Exercise instructions =>
Output every line of the rows below as a JSON list of strings, one string per line, with blank lines omitted.

Given data =>
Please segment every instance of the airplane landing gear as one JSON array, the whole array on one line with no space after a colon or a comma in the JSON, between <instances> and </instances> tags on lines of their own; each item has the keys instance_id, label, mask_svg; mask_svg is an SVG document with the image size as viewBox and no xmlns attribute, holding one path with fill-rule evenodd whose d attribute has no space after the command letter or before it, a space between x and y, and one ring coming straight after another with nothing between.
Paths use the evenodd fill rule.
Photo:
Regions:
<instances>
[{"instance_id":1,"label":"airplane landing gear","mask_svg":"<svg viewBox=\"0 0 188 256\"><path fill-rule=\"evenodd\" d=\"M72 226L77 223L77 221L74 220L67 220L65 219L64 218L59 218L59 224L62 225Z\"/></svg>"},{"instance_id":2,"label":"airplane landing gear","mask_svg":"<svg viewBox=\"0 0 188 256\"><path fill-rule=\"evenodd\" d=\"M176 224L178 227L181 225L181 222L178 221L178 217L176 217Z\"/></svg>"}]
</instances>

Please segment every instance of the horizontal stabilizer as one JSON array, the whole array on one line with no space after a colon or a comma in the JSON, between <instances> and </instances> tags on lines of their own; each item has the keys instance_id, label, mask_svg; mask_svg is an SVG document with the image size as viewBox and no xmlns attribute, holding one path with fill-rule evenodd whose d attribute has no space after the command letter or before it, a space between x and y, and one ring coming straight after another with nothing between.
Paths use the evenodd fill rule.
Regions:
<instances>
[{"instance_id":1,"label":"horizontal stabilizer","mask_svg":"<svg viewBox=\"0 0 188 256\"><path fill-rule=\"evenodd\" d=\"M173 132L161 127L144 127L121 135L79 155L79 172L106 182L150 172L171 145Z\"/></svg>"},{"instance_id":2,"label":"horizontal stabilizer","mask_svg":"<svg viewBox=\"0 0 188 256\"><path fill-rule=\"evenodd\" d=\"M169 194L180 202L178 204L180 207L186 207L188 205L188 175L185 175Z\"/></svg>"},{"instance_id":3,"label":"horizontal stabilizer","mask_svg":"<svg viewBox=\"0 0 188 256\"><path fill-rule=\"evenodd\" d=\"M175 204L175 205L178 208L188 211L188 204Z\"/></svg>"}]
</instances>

Result below =>
[
  "Please segment every instance of the airplane landing gear as one JSON array, the whole array on one line with no space after a colon or a comma in the JSON, between <instances> and </instances> tags on lines of their own; each item has the keys instance_id, label, mask_svg; mask_svg is an SVG document with the image size as viewBox and no xmlns attribute, holding one path with fill-rule evenodd whose d attribute has no space after the command letter or before it, a space between x and y, and one ring coming straight after another with nothing between.",
  "Paths use the evenodd fill rule.",
  "Photo:",
  "Regions:",
  "<instances>",
  "[{\"instance_id\":1,\"label\":\"airplane landing gear\",\"mask_svg\":\"<svg viewBox=\\\"0 0 188 256\\\"><path fill-rule=\\\"evenodd\\\" d=\\\"M72 226L77 223L77 221L74 220L67 220L65 219L64 218L59 218L59 224L62 225Z\\\"/></svg>\"},{\"instance_id\":2,\"label\":\"airplane landing gear\",\"mask_svg\":\"<svg viewBox=\\\"0 0 188 256\\\"><path fill-rule=\\\"evenodd\\\" d=\\\"M176 224L178 227L181 225L181 222L178 221L178 217L176 217Z\\\"/></svg>\"}]",
  "</instances>",
  "Please segment every instance of the horizontal stabilizer as one JSON array, the whole array on one line with no space after a colon or a comma in the JSON, between <instances> and </instances> tags on lines of their own; each item has the keys instance_id, label, mask_svg; mask_svg is an SVG document with the image size as viewBox and no xmlns attribute, holding one path with fill-rule evenodd whose d attribute has no space after the command letter or before it, a space between x and y, and one ring coming straight after another with nothing between.",
  "Paths use the evenodd fill rule.",
  "Regions:",
  "<instances>",
  "[{\"instance_id\":1,\"label\":\"horizontal stabilizer\",\"mask_svg\":\"<svg viewBox=\\\"0 0 188 256\\\"><path fill-rule=\\\"evenodd\\\" d=\\\"M173 132L161 127L144 127L121 135L79 155L79 172L106 182L150 172L171 145Z\\\"/></svg>\"},{\"instance_id\":2,\"label\":\"horizontal stabilizer\",\"mask_svg\":\"<svg viewBox=\\\"0 0 188 256\\\"><path fill-rule=\\\"evenodd\\\" d=\\\"M169 194L180 202L178 204L180 207L186 207L188 205L188 175L185 175Z\\\"/></svg>\"},{\"instance_id\":3,\"label\":\"horizontal stabilizer\",\"mask_svg\":\"<svg viewBox=\\\"0 0 188 256\\\"><path fill-rule=\\\"evenodd\\\" d=\\\"M175 204L175 205L178 208L188 211L188 204Z\\\"/></svg>\"}]",
  "</instances>"
]